▶ [GOAL OF THE EXERCISE] List each line in the entries below that contains the word "mirror".
— Start of DATA FOR THE TASK —
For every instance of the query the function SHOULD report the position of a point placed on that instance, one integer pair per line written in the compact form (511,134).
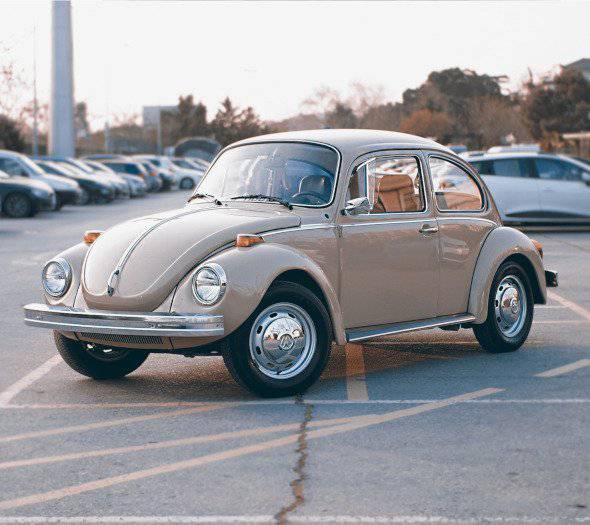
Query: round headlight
(56,277)
(209,284)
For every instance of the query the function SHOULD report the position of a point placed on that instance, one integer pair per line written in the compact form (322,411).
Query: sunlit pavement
(418,428)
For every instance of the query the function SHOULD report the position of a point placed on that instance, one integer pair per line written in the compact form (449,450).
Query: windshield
(300,174)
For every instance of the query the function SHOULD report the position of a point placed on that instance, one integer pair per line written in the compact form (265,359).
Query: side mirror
(358,206)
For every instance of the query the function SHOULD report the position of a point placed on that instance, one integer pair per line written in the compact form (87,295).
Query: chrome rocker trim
(65,319)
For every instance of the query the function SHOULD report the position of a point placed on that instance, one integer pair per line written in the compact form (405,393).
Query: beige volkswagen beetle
(293,241)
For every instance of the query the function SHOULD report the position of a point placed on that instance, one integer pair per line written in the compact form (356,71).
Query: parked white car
(537,188)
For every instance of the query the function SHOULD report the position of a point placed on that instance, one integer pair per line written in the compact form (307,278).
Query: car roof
(351,139)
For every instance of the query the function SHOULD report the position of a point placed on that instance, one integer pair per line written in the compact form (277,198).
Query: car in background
(17,165)
(104,156)
(537,188)
(166,170)
(24,197)
(153,175)
(131,168)
(92,189)
(137,187)
(189,174)
(117,183)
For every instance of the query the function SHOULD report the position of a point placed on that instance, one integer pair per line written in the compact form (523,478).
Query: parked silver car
(537,188)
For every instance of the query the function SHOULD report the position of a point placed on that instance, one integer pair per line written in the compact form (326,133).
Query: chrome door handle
(427,228)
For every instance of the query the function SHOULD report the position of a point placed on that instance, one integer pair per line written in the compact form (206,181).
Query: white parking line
(560,370)
(356,385)
(13,390)
(580,310)
(294,519)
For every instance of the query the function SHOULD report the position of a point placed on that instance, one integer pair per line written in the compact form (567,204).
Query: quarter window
(392,185)
(454,188)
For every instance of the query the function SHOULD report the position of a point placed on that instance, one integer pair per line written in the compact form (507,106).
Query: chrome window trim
(484,196)
(292,141)
(421,168)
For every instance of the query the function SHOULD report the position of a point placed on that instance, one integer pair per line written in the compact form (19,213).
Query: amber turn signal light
(91,235)
(538,247)
(245,240)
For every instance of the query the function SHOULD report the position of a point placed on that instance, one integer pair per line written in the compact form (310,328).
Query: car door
(465,220)
(389,253)
(564,194)
(513,186)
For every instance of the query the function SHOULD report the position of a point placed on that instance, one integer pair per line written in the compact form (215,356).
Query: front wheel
(510,311)
(284,346)
(98,361)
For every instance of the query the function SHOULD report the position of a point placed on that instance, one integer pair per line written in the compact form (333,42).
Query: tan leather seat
(395,193)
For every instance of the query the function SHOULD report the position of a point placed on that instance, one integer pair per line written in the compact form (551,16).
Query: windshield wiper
(205,196)
(261,196)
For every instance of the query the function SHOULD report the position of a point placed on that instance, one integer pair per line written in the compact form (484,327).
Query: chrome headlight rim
(222,278)
(65,265)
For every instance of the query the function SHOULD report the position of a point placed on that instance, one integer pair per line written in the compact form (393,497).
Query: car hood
(153,253)
(60,183)
(27,183)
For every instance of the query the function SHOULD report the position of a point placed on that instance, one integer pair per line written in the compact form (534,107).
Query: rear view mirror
(357,206)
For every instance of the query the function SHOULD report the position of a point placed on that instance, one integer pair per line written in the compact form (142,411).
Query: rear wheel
(510,311)
(18,205)
(284,346)
(98,361)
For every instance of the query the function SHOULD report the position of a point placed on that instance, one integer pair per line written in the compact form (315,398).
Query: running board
(359,334)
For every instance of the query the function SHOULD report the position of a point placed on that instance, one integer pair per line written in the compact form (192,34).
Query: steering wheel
(309,196)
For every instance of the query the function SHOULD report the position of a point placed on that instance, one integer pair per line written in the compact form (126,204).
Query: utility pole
(35,104)
(61,137)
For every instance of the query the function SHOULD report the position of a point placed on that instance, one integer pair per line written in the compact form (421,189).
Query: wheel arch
(504,244)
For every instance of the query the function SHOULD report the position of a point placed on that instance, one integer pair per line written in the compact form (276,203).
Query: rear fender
(501,244)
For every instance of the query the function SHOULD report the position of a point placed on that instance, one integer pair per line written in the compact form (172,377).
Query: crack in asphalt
(297,485)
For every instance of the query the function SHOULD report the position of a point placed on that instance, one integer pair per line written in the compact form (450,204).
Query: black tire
(237,355)
(491,336)
(18,206)
(89,361)
(187,184)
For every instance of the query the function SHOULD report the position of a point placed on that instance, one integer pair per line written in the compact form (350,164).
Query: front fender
(500,244)
(250,272)
(75,256)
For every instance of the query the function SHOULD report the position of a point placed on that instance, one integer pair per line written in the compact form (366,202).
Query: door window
(392,185)
(12,167)
(454,188)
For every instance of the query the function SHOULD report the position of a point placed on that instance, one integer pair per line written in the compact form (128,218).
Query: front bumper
(66,319)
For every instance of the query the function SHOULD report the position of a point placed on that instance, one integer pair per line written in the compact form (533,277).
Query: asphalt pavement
(420,428)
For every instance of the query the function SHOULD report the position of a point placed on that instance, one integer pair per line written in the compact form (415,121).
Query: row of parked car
(531,187)
(29,185)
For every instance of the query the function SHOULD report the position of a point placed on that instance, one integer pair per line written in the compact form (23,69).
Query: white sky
(272,55)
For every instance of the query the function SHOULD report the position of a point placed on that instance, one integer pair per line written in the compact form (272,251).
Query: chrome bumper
(66,319)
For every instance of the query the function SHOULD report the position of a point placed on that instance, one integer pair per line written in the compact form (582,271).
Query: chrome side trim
(105,322)
(360,334)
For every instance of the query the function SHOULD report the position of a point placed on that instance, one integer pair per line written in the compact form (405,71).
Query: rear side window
(392,185)
(558,170)
(511,168)
(454,188)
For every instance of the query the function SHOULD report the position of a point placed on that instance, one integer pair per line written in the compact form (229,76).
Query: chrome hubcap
(510,305)
(282,340)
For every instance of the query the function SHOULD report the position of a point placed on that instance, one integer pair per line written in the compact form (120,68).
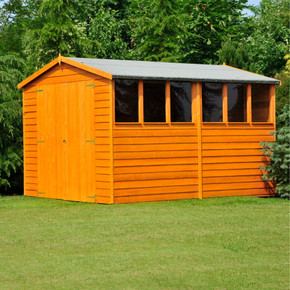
— End of DATA FOR THE TASK —
▶ [RESPONSE FOR THIS EXERCISE]
Query: side mirror
Query: rear view mirror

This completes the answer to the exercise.